Guiné > Região de Bafatá > Contuboel > Centro de Intrução Militar (CIM) > CART 2479 / CART 11 > c. março/maio de 1969 > O instrutor (Valdemar Queiroz) e o recruta (Umaru Baldé, "menino de sua mãe")... Afinal, todos portugueses, todos iguais, mas uns mais do que outros...
Foto: © Valdemar Queiroz (2014). Todos os direitos reservados. [Edição e legendagem complementar: Blogue Luís Graça & Camaradas da Guiné]
1. O nosso camarada C. Martins (ex-alf mil art, cmdt, 23º Pel Art, Gadamael Gadamael, 1973/74), citava há tempos o seu avô que, na inauguração da escola lá da terra, em pleno Estado Novo, ouviu da boca de um manda-chuva esta "verdade sociológica": "O escritório, para o rico; a enxada, para o pobre"... No fundo, é uma variante do ditado alentejano: "A rica teve um menino, a pobre pariu um moço"...
Não nascemos nem morremos iguais, embora sejamos todos feitos - com a sua licença, caro leitor -, da mesma "merda"... E, ao longo da vida, há outros fatores que nos continuam a diferenciar...No caso da tropa, da arma e da especialidade, e da mobilização para o Ultramar, o estatuto sócio-económico dos pais, as habilitações literárias, os testes psicoténicos, o mérito, a instrução militar e o famoso factor C [,a "cunha") e, já agora, a "sorte" e os "santinhos"... ajudam a explicar muita coisa...
Com graça, mas naturalmente de forma redutora, o C. Martins dizia que o "pobre" ia para atirador de infantaria, o "remediado" ia para cavalaria, o "remediado com estudos" para a artilharia... e os "ricos" e os gajos com cunhas, esses, desenrascavam-se muito melhor: tinham especialidades que os livravam de ir para o Ultramar ("ir para fora"...) ou ficavam no "ar condicionado" de Bissau, Luanda ou Lourenço Marques...
O retrato pode ser grosseiro, mas, na época da guerra colonial, não andaria muito longe da "verdade sociológica"... Na sociedade portuguesa ser "filho de algo" sempre foi, historicamente, importante, se não mesmo decisivo. O mérito é uma noção recente, capitalista, burguesa, coisa de há menos de 100 anos... E a "cunha" (o factor C) era como as bruxas: que as havia, havia, e toda a gente "mexia os seus pauzinhos"...
Camaradas: toda a gente, fosse "rico", "remediado" ou "pobre", do Exército, da Marinha ou da FAP, tem opinião sobre este "tópico"... Tirem a "máscara" e comentem... 50 anos depois não vale a pena levar segredos para a cova... E um gajo, a ter de confessar-se, deve ser agora, aqui e agora, à sombra do poilão da Tabanca Grande... antes do Parkinson, do Alzheimer, do AVC, da morte macaca ou do cancro da próstata... (De que Deus nos livre!)

O QUE SE PEDE —
Reproduza, sem qualquer alteração, o trecho do excerto sobre a tropa e as diferenças sociais que começa em "Guiné > Região" e acaba em "do que outros...".

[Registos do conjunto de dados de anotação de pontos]

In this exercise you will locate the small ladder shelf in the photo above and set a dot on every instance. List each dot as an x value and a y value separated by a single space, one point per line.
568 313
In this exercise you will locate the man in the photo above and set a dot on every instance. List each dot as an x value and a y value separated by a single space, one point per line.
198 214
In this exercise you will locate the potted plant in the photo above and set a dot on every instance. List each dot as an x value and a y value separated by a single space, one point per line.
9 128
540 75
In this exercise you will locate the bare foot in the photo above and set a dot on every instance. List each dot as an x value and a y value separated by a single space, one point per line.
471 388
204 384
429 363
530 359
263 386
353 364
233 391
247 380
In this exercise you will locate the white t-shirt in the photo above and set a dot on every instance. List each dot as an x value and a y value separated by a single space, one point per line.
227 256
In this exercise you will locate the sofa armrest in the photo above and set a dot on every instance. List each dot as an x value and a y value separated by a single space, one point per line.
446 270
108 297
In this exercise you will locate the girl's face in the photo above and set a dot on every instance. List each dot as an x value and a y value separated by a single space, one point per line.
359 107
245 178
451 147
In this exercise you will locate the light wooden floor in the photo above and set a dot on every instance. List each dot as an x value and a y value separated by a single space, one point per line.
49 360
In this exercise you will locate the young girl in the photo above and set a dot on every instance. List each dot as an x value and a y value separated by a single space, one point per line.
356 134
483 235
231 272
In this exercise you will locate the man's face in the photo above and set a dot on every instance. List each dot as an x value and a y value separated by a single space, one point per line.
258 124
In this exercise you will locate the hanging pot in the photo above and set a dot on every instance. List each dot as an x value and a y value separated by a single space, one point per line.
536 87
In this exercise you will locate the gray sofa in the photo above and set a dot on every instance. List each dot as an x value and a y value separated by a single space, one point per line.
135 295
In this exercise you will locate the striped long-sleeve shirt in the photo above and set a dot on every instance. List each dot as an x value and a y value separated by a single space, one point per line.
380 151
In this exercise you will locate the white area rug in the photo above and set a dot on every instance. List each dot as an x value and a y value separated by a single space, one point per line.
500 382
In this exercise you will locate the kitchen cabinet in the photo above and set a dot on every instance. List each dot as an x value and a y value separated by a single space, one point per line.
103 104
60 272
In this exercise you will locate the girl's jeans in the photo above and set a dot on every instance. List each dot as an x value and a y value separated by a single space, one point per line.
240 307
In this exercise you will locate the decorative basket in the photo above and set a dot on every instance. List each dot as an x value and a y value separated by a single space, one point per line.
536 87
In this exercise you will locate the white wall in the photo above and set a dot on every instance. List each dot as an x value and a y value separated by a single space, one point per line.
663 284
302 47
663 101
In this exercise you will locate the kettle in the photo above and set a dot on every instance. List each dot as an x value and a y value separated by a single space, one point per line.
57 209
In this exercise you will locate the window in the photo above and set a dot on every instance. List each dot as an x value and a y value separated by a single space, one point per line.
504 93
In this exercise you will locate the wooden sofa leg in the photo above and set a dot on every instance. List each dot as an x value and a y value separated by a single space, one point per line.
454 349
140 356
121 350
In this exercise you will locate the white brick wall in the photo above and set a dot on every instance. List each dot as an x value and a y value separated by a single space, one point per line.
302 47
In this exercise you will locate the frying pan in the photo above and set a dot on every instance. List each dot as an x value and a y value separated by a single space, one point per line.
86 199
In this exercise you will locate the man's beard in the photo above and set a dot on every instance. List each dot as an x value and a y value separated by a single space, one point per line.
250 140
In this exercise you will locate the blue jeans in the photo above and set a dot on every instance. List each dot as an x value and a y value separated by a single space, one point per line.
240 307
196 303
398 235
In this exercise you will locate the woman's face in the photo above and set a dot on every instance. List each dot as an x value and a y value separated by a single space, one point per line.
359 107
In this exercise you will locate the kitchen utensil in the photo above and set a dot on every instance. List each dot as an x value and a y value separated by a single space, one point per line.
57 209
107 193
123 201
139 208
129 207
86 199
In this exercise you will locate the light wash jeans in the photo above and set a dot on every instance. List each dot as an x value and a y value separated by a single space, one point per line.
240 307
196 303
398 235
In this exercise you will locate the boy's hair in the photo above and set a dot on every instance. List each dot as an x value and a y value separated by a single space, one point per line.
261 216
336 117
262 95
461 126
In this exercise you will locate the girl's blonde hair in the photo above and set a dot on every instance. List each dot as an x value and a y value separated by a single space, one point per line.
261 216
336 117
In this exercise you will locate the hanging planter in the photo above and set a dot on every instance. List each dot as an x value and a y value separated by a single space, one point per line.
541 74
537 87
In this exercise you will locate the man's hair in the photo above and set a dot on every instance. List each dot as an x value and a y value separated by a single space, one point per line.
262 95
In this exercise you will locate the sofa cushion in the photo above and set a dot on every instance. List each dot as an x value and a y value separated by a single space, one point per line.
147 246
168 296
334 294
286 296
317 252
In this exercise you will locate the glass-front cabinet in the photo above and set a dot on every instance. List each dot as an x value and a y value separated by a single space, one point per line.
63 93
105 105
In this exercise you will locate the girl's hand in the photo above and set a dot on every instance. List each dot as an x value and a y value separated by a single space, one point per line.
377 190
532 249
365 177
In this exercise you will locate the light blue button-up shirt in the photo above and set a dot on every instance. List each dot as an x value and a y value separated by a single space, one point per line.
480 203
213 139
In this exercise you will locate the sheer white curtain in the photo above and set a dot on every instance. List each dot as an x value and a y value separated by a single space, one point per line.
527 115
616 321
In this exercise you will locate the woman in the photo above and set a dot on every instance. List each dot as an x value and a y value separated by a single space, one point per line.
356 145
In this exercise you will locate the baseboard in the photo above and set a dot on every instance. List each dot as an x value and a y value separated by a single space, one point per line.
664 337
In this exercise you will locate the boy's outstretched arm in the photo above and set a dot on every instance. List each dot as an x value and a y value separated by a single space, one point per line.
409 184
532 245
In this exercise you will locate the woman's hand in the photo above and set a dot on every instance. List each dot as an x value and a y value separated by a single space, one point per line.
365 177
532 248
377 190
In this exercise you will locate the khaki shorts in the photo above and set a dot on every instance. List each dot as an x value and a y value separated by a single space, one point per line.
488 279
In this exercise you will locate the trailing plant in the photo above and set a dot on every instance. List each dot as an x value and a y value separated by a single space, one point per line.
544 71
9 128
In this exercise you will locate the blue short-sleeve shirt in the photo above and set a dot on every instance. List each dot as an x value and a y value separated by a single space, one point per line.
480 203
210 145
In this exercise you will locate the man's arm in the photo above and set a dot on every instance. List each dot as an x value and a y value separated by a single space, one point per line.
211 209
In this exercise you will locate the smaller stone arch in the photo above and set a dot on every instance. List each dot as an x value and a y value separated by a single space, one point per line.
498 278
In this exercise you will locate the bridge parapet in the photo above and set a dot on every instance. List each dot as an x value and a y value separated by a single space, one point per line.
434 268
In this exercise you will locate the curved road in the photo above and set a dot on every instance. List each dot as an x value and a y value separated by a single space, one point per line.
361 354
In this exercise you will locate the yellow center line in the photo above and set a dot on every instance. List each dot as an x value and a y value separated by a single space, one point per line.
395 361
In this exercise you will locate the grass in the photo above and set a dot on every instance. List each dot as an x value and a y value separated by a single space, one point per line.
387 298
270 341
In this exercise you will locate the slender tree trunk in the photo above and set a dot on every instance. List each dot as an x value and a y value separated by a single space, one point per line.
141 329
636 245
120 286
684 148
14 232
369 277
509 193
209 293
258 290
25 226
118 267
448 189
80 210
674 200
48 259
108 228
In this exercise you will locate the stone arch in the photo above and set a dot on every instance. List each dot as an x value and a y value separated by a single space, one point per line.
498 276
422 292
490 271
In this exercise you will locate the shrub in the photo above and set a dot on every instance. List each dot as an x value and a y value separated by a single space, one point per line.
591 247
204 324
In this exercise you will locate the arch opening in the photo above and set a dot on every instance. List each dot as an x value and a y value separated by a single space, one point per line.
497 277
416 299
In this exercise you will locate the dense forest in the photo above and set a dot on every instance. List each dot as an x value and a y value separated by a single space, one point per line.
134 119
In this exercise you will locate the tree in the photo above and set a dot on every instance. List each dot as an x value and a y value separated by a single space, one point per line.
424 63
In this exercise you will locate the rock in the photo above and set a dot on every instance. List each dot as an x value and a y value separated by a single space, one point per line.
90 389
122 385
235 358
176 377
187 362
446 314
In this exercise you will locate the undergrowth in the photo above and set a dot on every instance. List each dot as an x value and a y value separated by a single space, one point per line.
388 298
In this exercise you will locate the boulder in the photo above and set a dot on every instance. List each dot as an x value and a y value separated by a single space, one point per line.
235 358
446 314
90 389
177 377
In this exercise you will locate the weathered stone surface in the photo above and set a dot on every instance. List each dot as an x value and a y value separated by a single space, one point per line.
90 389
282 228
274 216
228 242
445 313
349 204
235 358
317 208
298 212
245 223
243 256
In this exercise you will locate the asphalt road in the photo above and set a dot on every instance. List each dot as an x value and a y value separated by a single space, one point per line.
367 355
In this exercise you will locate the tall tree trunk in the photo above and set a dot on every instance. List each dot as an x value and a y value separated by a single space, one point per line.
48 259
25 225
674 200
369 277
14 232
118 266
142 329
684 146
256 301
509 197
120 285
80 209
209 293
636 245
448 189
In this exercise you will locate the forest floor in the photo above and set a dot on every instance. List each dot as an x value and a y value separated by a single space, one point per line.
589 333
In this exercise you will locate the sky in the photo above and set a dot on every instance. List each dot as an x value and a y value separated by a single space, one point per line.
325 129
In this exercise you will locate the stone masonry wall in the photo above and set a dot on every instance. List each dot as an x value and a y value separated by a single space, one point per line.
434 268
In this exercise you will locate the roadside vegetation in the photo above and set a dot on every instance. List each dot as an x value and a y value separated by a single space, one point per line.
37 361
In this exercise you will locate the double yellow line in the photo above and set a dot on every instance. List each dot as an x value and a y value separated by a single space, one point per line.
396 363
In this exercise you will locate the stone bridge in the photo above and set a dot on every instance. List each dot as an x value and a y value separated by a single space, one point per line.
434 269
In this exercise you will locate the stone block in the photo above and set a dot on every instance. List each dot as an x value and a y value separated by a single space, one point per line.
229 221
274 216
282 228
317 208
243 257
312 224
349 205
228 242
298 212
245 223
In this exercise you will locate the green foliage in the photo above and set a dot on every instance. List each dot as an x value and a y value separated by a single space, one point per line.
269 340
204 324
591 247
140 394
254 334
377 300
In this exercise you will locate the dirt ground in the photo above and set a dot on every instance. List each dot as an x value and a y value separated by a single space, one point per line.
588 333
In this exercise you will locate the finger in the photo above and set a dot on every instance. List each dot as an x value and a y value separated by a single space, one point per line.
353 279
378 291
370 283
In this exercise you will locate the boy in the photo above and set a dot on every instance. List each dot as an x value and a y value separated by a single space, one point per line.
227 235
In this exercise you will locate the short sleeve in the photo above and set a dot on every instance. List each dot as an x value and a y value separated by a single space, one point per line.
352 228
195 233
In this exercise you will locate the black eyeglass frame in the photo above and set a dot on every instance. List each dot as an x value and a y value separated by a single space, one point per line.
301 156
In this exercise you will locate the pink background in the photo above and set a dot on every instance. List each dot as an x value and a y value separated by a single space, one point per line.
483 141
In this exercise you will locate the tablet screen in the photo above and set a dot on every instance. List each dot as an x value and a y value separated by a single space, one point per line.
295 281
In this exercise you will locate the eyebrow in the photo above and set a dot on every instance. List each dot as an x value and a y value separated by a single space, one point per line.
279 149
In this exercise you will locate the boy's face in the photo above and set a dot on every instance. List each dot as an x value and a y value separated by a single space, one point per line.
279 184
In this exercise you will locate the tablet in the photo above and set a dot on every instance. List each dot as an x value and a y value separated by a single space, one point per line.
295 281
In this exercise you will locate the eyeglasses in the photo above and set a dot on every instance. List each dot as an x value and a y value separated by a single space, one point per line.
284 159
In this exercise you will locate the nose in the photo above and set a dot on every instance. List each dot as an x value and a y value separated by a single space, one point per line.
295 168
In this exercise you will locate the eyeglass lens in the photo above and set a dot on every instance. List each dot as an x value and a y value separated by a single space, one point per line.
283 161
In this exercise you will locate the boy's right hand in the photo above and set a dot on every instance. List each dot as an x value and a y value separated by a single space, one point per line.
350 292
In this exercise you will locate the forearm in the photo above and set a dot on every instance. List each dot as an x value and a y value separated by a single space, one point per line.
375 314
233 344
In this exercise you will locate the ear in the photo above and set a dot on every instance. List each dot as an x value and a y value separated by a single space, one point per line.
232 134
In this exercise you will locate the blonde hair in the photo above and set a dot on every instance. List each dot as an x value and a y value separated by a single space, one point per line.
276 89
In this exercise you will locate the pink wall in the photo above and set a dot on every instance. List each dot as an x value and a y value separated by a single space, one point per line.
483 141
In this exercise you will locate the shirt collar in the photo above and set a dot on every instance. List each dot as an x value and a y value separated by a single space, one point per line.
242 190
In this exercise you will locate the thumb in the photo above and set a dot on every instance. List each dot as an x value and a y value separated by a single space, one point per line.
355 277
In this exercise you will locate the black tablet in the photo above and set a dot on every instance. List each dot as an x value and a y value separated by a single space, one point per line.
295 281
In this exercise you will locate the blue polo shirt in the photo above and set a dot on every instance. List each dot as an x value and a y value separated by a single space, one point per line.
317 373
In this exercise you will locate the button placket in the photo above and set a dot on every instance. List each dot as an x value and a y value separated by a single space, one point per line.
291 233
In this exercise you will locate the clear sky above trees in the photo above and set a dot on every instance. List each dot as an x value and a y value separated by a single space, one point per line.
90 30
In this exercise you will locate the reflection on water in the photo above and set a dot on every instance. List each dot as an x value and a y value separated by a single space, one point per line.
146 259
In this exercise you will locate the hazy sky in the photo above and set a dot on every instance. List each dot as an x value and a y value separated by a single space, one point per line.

RESPOSTA COMPLETA —
Guiné > Região de Bafatá > Contuboel > Centro de Intrução Militar (CIM) > CART 2479 / CART 11 > c. março/maio de 1969 > O instrutor (Valdemar Queiroz) e o recruta (Umaru Baldé, "menino de sua mãe")... Afinal, todos portugueses, todos iguais, mas uns mais do que outros...